### [What you should do]
Please copy out, word for word, the stretch of the records running from the line that contains "yellow plastic crate -> outlines" through the line that contains "MULTIPOLYGON (((191 122, 191", both ends included.

### [Information given]
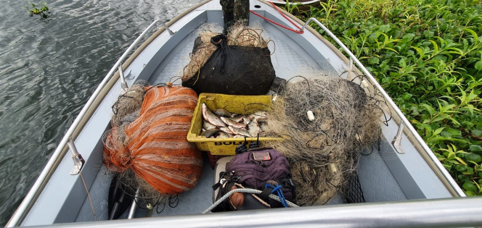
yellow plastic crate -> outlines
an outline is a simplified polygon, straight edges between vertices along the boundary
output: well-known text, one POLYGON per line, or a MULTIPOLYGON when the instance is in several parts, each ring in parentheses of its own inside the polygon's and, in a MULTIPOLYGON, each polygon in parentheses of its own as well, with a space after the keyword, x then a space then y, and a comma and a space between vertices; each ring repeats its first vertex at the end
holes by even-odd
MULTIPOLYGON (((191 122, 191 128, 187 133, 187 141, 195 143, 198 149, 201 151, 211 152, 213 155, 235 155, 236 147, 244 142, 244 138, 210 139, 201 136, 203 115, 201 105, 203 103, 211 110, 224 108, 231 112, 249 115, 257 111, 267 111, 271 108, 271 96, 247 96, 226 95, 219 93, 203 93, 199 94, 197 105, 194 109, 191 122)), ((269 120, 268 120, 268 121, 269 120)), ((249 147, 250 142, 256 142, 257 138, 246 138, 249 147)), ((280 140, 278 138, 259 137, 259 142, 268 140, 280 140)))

...

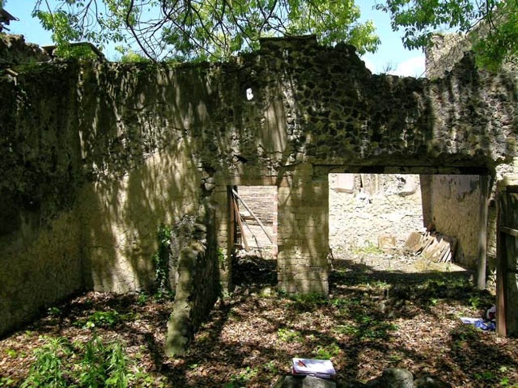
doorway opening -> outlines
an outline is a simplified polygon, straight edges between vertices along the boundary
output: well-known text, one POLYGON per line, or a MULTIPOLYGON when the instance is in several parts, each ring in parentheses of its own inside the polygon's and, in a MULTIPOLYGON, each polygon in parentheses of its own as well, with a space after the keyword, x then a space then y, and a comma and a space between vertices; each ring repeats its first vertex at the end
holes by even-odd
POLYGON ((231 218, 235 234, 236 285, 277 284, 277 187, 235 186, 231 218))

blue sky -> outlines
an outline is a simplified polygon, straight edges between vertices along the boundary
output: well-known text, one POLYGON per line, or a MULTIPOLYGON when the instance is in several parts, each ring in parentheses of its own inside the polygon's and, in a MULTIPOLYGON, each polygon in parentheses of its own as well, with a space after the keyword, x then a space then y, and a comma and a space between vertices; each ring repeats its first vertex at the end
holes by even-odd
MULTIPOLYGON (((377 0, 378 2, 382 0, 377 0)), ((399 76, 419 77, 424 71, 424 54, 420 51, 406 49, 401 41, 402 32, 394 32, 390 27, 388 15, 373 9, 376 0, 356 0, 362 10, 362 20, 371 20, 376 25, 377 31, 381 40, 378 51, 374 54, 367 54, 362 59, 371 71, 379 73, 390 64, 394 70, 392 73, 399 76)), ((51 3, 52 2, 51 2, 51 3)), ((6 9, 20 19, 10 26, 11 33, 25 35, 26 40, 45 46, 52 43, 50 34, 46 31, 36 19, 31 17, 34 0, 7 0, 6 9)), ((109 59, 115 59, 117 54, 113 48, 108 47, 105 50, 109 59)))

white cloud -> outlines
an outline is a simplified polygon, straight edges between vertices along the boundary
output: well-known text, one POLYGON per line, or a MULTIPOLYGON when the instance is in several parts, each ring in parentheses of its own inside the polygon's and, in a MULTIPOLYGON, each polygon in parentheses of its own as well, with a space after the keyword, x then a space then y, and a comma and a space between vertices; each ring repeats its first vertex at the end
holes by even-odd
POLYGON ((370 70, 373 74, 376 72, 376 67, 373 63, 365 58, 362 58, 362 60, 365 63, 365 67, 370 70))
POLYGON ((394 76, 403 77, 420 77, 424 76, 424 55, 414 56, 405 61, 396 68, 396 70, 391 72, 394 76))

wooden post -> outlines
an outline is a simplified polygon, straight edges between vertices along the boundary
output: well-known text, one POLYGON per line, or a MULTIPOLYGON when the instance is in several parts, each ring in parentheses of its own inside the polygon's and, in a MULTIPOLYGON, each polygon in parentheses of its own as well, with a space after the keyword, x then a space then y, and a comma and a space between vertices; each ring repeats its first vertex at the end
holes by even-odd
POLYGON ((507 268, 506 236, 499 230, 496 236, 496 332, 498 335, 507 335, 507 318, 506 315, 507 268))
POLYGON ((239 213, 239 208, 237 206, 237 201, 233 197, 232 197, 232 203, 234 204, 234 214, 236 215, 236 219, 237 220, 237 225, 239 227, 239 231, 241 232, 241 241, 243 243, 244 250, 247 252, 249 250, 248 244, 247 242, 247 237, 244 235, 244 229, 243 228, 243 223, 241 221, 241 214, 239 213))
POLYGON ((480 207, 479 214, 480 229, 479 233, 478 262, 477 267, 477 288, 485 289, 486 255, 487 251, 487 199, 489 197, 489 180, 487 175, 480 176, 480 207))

### [Expected answer]
yellow plastic crate -> outlines
an outline is a simplified polygon, straight edges between vertices along the boundary
output: well-known text, one POLYGON per line, or a MULTIPOLYGON when the instance is in several parts, each ring in parentheses of its own inside the polygon's and, in a MULTIPOLYGON, each polygon in parentheses of its own as well, with a space after the keyword, x then a space then y, and a comma and a space between vertices; each ring repeats its first vertex at the end
holes by even-odd
MULTIPOLYGON (((191 122, 191 128, 187 133, 187 141, 195 143, 198 149, 201 151, 211 152, 213 155, 235 155, 236 147, 244 142, 244 138, 210 139, 201 136, 203 115, 201 105, 203 103, 211 110, 224 108, 231 112, 249 115, 257 111, 267 111, 271 108, 271 96, 247 96, 226 95, 219 93, 203 93, 199 94, 197 105, 194 109, 191 122)), ((269 120, 268 120, 268 121, 269 120)), ((249 147, 250 142, 256 142, 257 138, 246 138, 249 147)), ((280 140, 278 138, 259 137, 259 142, 268 140, 280 140)))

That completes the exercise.